START PAGE EXTRACT

How they litigate (the style)
The signature is fee leverage + contempt + clock control. Three rates define them:
- 1.18 counsel-fee mentions per case (39 total) — the most frequent marker in the dataset. Requests that the other side pay their fees appear routinely. For a self-represented or under-resourced opponent, this is the most common pressure point in the record.
- 0.39 contempt motions per case (13 mentions; contempt motions appear in three flavors — general, pendente lite, and post-judgment, 4 each among top filings). Contempt is a standing tool here, used to put an opponent on defense and build a "bad actor" record.
- 0.55 continuances per case (18 mentions; Motion for Continuance is their single most-filed motion at 17). The firm's filings show active management of the case timeline; delay appears where it favors their client.
Add a 0.94 GAL-appointment marker rate (31 mentions) and the picture is a firm whose filings bring fee pressure, contempt exposure, and custody machinery to bear without flooding the docket.
The filing barrage — and who gets it worst
Across all cases, this firm's side puts ~11.3 filings on the docket per case. The load is fairly even by representation status:
- Against a represented opponent: 12.2 filings/case. Against a pro-se opponent: 11.18/case. Unlike high-volume attrition shops, this firm does not paper self-represented opponents more heavily — the difference is small and slightly favors the represented side.
- The heaviest barrages on record: Marrero v. Duran (KNO-FA22-6107491-S) — 32 filings (pro se opponent); Cabrera v. Barahona (KNO-FA22-6108066-S) — 21 filings; Lopriore v. Lopriore (KNO-FA25-6111000-S) — 20 filings (pro se opponent).
- Aimed at self-represented opponents specifically: the firm's single heaviest case, Marrero v. Duran (32 filings), and Lopriore v. Lopriore (20 filings), both ran against unrepresented parties.
A self-represented opponent is not singled out for extra paper in this sample, but is still on the receiving end of a steady, sustained docket. The section below describes the procedural tools and rules that correspond to each of these patterns.
Their motion playbook (top filings)
| Their move | Count | Translation |
|---|---|---|
| Motion for Continuance | 17 | Controls the clock |
| Motion for Orders Before Judgment — Pendente Lite | 5 | Locks in interim terms early |
| Motion for Contempt | 4 | Puts you on defense, builds a "bad actor" record |
| Motion for Contempt Post-Judgment | 4 | Re-opens the fight after judgment |
| Motion for Contempt Pendente Lite | 4 | Contempt pressure while the case is live |
| Motion to Open Judgment | 2 | Reaches back into a closed case |
| Objection to Motion | 2 | Blocks your moves on the record |
| Motion to Dismiss | 2 | Procedural off-ramp (PB 10-30 + general) |
GAL strategy
- A GAL is recorded in only ~3% of their cases (1 of 33), even though the GAL-appointment marker shows up far more often (31 mentions, 0.94/case) — meaning appointment is frequently raised or discussed, but a GAL is actually seated in very few cases on this record. On this record, GAL appointment is a topic the firm raises frequently rather than a fixture of its practice.

END PAGE EXTRACT
START PROVIDED INFORMATION

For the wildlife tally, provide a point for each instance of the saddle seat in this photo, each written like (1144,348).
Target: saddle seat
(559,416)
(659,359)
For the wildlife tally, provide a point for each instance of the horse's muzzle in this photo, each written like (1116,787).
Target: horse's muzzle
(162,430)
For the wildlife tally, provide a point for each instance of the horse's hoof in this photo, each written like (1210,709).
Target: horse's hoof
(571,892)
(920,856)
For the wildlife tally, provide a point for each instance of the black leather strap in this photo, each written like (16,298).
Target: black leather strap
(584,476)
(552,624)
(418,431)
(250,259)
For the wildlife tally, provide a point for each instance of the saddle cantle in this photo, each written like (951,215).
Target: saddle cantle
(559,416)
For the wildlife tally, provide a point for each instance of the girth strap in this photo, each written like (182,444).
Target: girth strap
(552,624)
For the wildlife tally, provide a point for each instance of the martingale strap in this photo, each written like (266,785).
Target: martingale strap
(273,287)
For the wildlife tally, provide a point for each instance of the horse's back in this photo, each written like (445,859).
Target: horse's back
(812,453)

END PROVIDED INFORMATION

- _WHAT THIS EXERCISE ASKS_:
1. In the page extract, repeat the passage from "- Aimed at self-represented" up to and including "of these patterns.".
2. List every court case the page extract names, with its docket number.

- _SOLVED TASKS_:
1.
- Aimed at self-represented opponents specifically: the firm's single heaviest case, Marrero v. Duran (32 filings), and Lopriore v. Lopriore (20 filings), both ran against unrepresented parties.
A self-represented opponent is not singled out for extra paper in this sample, but is still on the receiving end of a steady, sustained docket. The section below describes the procedural tools and rules that correspond to each of these patterns.

2.
Marrero v. Duran (KNO-FA22-6107491-S)
Cabrera v. Barahona (KNO-FA22-6108066-S)
Lopriore v. Lopriore (KNO-FA25-6111000-S)